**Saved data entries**
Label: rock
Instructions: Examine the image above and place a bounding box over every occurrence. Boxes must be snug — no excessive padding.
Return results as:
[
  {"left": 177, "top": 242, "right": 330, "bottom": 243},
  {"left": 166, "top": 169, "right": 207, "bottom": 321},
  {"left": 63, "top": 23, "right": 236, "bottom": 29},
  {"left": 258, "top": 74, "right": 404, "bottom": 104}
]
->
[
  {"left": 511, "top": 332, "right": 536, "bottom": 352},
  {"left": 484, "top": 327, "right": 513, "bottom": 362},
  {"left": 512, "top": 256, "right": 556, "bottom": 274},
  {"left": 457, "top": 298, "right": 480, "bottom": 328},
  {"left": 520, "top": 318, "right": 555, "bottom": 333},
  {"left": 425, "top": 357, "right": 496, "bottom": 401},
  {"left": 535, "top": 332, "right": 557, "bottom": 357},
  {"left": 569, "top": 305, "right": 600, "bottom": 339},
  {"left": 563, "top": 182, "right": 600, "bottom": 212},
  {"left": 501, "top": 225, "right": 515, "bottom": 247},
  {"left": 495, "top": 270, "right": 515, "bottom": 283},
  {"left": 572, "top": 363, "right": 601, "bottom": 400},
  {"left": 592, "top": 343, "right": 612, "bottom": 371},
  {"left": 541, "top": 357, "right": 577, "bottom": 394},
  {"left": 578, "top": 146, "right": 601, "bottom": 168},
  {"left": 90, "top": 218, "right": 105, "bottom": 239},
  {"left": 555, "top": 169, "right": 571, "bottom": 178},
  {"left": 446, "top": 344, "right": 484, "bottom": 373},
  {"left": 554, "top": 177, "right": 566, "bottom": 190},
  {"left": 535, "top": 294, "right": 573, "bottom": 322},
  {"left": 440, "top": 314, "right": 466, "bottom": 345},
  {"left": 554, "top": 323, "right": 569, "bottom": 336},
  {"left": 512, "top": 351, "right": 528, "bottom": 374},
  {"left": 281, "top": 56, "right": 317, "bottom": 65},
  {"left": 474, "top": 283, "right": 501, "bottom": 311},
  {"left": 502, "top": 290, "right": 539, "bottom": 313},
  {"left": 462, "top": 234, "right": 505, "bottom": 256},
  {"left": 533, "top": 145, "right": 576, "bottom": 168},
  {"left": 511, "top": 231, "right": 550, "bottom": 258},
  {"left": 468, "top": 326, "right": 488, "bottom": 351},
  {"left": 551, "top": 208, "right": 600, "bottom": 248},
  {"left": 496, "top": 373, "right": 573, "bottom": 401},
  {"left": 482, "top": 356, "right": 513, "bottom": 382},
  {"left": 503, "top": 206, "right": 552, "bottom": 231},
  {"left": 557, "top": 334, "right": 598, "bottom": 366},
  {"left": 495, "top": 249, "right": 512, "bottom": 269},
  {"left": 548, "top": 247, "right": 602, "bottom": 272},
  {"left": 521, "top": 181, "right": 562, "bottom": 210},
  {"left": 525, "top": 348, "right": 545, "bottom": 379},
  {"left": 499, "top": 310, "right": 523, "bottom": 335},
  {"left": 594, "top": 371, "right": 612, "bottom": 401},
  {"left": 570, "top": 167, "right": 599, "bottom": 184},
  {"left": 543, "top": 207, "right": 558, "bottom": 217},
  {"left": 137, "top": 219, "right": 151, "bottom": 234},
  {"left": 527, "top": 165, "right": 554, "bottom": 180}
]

**Work task**
Would you please write out the entries again exactly?

**Output below**
Label: rock
Instructions: Examine the image above and place a bounding box over every occurrence. Boxes must be snug — no excessive padding.
Return results as:
[
  {"left": 177, "top": 242, "right": 330, "bottom": 243},
  {"left": 166, "top": 169, "right": 207, "bottom": 321},
  {"left": 63, "top": 23, "right": 236, "bottom": 29},
  {"left": 258, "top": 74, "right": 404, "bottom": 104}
]
->
[
  {"left": 511, "top": 332, "right": 536, "bottom": 352},
  {"left": 484, "top": 327, "right": 513, "bottom": 362},
  {"left": 512, "top": 256, "right": 556, "bottom": 274},
  {"left": 457, "top": 298, "right": 480, "bottom": 328},
  {"left": 520, "top": 318, "right": 555, "bottom": 333},
  {"left": 425, "top": 357, "right": 496, "bottom": 401},
  {"left": 535, "top": 332, "right": 557, "bottom": 357},
  {"left": 569, "top": 305, "right": 600, "bottom": 339},
  {"left": 563, "top": 182, "right": 600, "bottom": 212},
  {"left": 501, "top": 225, "right": 515, "bottom": 247},
  {"left": 495, "top": 270, "right": 515, "bottom": 283},
  {"left": 572, "top": 363, "right": 601, "bottom": 400},
  {"left": 592, "top": 343, "right": 612, "bottom": 371},
  {"left": 541, "top": 357, "right": 577, "bottom": 394},
  {"left": 578, "top": 146, "right": 601, "bottom": 168},
  {"left": 90, "top": 218, "right": 105, "bottom": 239},
  {"left": 555, "top": 169, "right": 571, "bottom": 178},
  {"left": 446, "top": 344, "right": 484, "bottom": 373},
  {"left": 554, "top": 177, "right": 566, "bottom": 190},
  {"left": 535, "top": 294, "right": 573, "bottom": 322},
  {"left": 440, "top": 314, "right": 466, "bottom": 345},
  {"left": 554, "top": 323, "right": 569, "bottom": 336},
  {"left": 512, "top": 351, "right": 528, "bottom": 374},
  {"left": 281, "top": 56, "right": 317, "bottom": 65},
  {"left": 474, "top": 283, "right": 501, "bottom": 311},
  {"left": 502, "top": 290, "right": 539, "bottom": 313},
  {"left": 462, "top": 234, "right": 505, "bottom": 256},
  {"left": 533, "top": 145, "right": 576, "bottom": 168},
  {"left": 511, "top": 231, "right": 550, "bottom": 258},
  {"left": 468, "top": 326, "right": 488, "bottom": 351},
  {"left": 551, "top": 208, "right": 600, "bottom": 248},
  {"left": 496, "top": 373, "right": 573, "bottom": 401},
  {"left": 482, "top": 356, "right": 513, "bottom": 382},
  {"left": 503, "top": 206, "right": 552, "bottom": 231},
  {"left": 557, "top": 334, "right": 598, "bottom": 366},
  {"left": 495, "top": 249, "right": 512, "bottom": 269},
  {"left": 548, "top": 247, "right": 602, "bottom": 272},
  {"left": 521, "top": 181, "right": 562, "bottom": 210},
  {"left": 525, "top": 348, "right": 545, "bottom": 379},
  {"left": 499, "top": 310, "right": 523, "bottom": 335},
  {"left": 594, "top": 371, "right": 612, "bottom": 401},
  {"left": 570, "top": 167, "right": 599, "bottom": 184},
  {"left": 543, "top": 207, "right": 558, "bottom": 217},
  {"left": 137, "top": 219, "right": 151, "bottom": 234},
  {"left": 527, "top": 165, "right": 554, "bottom": 180}
]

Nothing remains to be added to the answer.